◆ **Directions for this task**: All lines below must be repeated exactly, with the pictures omitted.

◆ **Supplied data**:
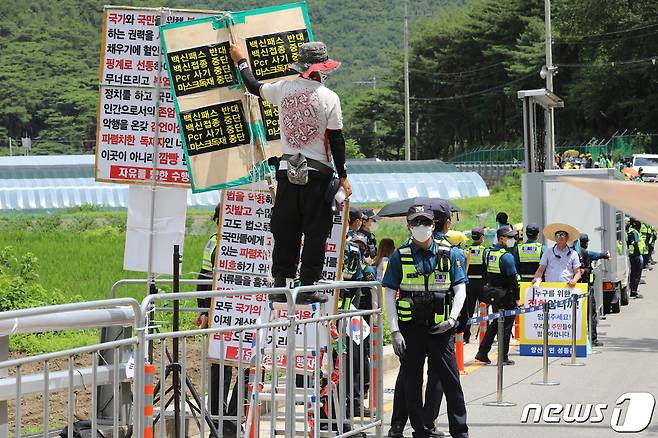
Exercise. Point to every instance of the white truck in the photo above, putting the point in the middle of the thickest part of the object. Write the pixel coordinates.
(546, 200)
(649, 165)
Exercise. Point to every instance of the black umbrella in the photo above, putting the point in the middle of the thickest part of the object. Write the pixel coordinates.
(399, 208)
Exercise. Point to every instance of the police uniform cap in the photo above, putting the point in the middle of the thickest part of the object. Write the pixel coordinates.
(369, 213)
(506, 230)
(355, 213)
(441, 209)
(422, 210)
(532, 230)
(359, 238)
(476, 232)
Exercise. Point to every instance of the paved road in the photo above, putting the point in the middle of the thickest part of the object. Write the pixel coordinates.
(628, 362)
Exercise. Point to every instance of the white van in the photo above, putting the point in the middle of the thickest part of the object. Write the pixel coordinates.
(649, 165)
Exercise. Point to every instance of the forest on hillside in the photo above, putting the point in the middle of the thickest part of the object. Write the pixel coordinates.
(51, 51)
(467, 61)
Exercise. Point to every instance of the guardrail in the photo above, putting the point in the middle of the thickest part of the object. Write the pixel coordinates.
(314, 397)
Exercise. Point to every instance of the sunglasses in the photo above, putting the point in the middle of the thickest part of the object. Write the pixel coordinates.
(421, 221)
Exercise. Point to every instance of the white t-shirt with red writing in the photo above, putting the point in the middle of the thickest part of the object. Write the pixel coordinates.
(306, 110)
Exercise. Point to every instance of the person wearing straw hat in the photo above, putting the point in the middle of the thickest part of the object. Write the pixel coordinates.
(311, 122)
(560, 263)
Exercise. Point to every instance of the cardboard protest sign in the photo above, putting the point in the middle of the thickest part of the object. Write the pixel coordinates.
(244, 248)
(130, 110)
(560, 320)
(228, 149)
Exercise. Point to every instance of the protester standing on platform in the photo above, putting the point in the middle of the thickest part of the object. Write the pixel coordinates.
(313, 146)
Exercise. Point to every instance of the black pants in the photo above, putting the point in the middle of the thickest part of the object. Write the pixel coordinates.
(636, 274)
(431, 406)
(232, 407)
(300, 210)
(473, 291)
(439, 350)
(492, 332)
(594, 315)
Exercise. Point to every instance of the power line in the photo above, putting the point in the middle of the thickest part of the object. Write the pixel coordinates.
(651, 59)
(457, 73)
(606, 40)
(476, 93)
(617, 32)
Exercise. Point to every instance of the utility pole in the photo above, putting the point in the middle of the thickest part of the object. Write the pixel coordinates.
(549, 114)
(407, 121)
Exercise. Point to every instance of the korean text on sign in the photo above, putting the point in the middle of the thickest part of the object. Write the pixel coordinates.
(215, 127)
(202, 68)
(270, 55)
(128, 112)
(270, 115)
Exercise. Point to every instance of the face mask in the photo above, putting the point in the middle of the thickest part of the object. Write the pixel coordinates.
(421, 233)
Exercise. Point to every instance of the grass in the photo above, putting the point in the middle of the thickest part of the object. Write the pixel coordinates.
(80, 251)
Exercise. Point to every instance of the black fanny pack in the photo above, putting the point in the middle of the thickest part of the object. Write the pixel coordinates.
(493, 294)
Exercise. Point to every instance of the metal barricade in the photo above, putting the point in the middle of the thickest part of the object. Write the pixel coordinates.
(274, 395)
(80, 376)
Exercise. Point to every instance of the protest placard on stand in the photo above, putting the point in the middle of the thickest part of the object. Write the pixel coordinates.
(560, 320)
(244, 247)
(227, 137)
(130, 109)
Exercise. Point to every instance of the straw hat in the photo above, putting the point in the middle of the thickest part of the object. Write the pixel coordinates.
(551, 229)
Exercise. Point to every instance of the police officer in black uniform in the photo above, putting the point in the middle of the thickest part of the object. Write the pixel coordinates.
(431, 280)
(586, 259)
(475, 274)
(368, 228)
(501, 273)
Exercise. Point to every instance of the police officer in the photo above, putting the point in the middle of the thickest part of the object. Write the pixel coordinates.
(434, 391)
(586, 259)
(529, 253)
(207, 265)
(368, 228)
(431, 281)
(475, 274)
(635, 248)
(355, 221)
(355, 268)
(645, 235)
(501, 273)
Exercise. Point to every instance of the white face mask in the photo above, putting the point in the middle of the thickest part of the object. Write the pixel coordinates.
(421, 233)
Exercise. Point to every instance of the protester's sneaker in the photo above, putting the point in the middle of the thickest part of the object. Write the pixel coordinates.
(435, 433)
(396, 431)
(484, 359)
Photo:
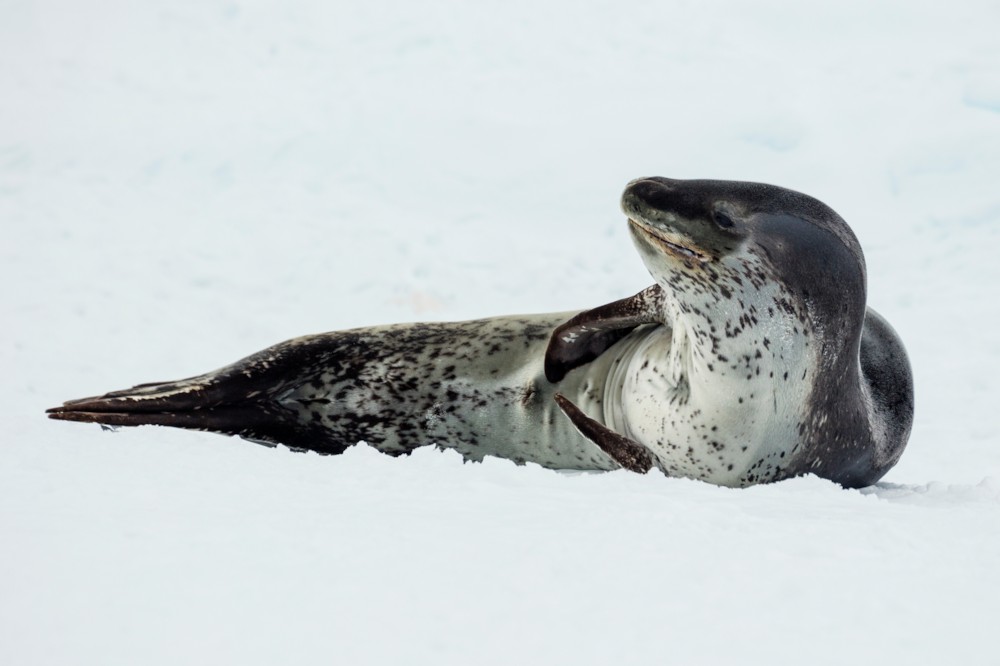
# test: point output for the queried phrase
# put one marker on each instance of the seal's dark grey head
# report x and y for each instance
(727, 236)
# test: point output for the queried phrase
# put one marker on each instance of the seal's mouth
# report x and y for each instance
(670, 245)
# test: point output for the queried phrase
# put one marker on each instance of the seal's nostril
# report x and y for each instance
(723, 220)
(653, 192)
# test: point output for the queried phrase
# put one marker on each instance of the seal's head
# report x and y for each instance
(709, 239)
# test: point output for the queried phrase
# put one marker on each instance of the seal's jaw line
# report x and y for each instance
(671, 244)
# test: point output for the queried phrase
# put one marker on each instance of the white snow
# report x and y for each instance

◆ **Completed task**:
Exercise. Point to every instance of the white truck in the photo above, putting the point in the middle of the thickest part of the object. Write the pixel coordinates.
(546, 200)
(649, 165)
Exercise. Point to every instance of the black umbrella in the photo above, putting the point in the middle of the thickest part of the object. Write the pixel coordinates.
(399, 208)
Exercise. Point to every instance of the police uniform cap in the photo above, putting the point in the middle of the thickest part of the object. Write the pixel coordinates.
(369, 213)
(506, 230)
(355, 213)
(441, 209)
(422, 210)
(532, 230)
(359, 238)
(476, 232)
Exercise. Point to every instance of the paved road in the photo above, putting the point in the middle of the thickest part of the object. Write the pixel coordinates.
(628, 362)
Exercise. Point to every instance of the white van in the photo above, putting the point in the middle of the thickest part of the object. Write the pixel coordinates.
(649, 165)
Exercise. Point to every instance of the forest on hillside in the photo above, putting the point in the middle of the thickest part of the object. Write the pixel coordinates.
(51, 51)
(467, 61)
Exercise. Point to every instance of the guardrail in the photo above, putting the point in the middle of the thickest part of the object. Write the pixel coordinates.
(314, 397)
Exercise. Point to every instance of the sunglasses in the photo above, putting the point in the middle of the thickest part of the object. Write the pixel coordinates.
(421, 221)
Exercise. Point to every instance of the white t-shirt with red writing in the photo above, putting the point in the middle of the thickest part of the object. Write the pixel coordinates.
(306, 110)
Exercise. Point to every instance of the person wearing straw hat in the photo above, putting the point in the middle of the thickest part of the object. Write the pixel coordinates.
(311, 122)
(560, 263)
Exercise. Point to every instance of the cardboard protest sign in the photo above, putting the point in the middle of the thickest part of the object. Write the pixel coordinates.
(244, 248)
(130, 110)
(560, 320)
(228, 149)
Exercise. Point to every instance of the protester standing on platform in the photo above, putting the point in the middle of the thickest part of the object. Write the pixel coordinates.
(313, 146)
Exercise. Point to every instance of the black pants in the photo above, putting the point in the middle of the thickest part of the object. Write the pixel coordinates.
(636, 274)
(431, 406)
(232, 407)
(300, 210)
(473, 291)
(439, 350)
(492, 332)
(594, 315)
Exercise. Point to every instance of the power line in the photo above, putting the point in the middle of the thickest part of the object. Write the pixel coordinates.
(651, 59)
(457, 73)
(606, 40)
(476, 93)
(617, 32)
Exercise. Point to every instance of the utility pole in the photo above, putting the point in the middle of the thickest part of the object. Write the pixel coordinates.
(549, 114)
(407, 121)
Exercise. Point to every instance of the korean text on sign in the photo above, putting the point in the middle of the thickest part of the object. Write the pixel coordinates.
(215, 127)
(202, 68)
(270, 55)
(128, 112)
(270, 115)
Exercise. Point to every instance of the face mask in the photo above, putting the point in the middle of the thickest part of the object. Write the pixel coordinates.
(421, 233)
Exercise. Point to every instance of the grass in the photo above, putting the point in the middle of the thickest part of the object. Write the pixel coordinates.
(80, 251)
Exercise. Point to every instance of the black fanny pack in the photo above, putting the point in the middle of the thickest part of the object. Write the pixel coordinates.
(493, 294)
Exercise. Point to every instance of the metal barricade in the photo above, putting the point in the middle of the thickest part of the object. Write the pixel coordinates.
(274, 395)
(80, 376)
Exercise. Point to every instance of the protest placard on stand in the photo above, putting the point in the middle of the thickest part of the object. Write the pixel coordinates.
(560, 320)
(244, 247)
(227, 137)
(130, 109)
Exercise. Point to every instance of the straw hat in the photo above, putting the point in the middle of the thickest part of the object. Write the pixel coordinates.
(551, 229)
Exercise. Point to every instance of the police officer in black uniform in the photo above, putting the point in the middle of the thickest part of the object. Write the pixel coordinates.
(431, 280)
(586, 259)
(475, 274)
(368, 228)
(501, 273)
Exercise. Point to every instance of the police officer in the photo above, putting the point in the middle of the thickest part of the object. Write the pixel coordinates.
(434, 391)
(586, 259)
(529, 253)
(207, 265)
(368, 228)
(431, 281)
(475, 274)
(635, 248)
(355, 221)
(355, 268)
(645, 235)
(501, 273)
Exercise. Point to every instance of the white face mask in the photo above, putting the point in the middle of the thickest part of the object. Write the pixel coordinates.
(421, 233)
Exercise. Point to every instance of the protester's sneaker in the photo above, putting the point in the middle of the thickest part of the object. Write the pixel coordinates.
(435, 433)
(396, 431)
(484, 359)
Photo:
# test: point output for the queried phrase
# put one marker on each instance of the seal's dark grey head
# report x and y for each instance
(727, 236)
# test: point output for the queried phrase
# put one marker on each instance of the seal's mouth
# report x and y for each instance
(670, 245)
# test: point output for the queried phrase
# put one marker on each instance of the seal's nostril
# report x and y for each instance
(723, 220)
(653, 192)
# test: point output for the queried phrase
# put one marker on each instance of the seal's head
# report x and y for each instance
(709, 239)
# test: point output for the queried phrase
# put one marker on each instance of the seal's jaw line
# report x and y for each instance
(671, 244)
# test: point output for the queried phrase
# put one marker on each instance of the white snow
# report x and y for each instance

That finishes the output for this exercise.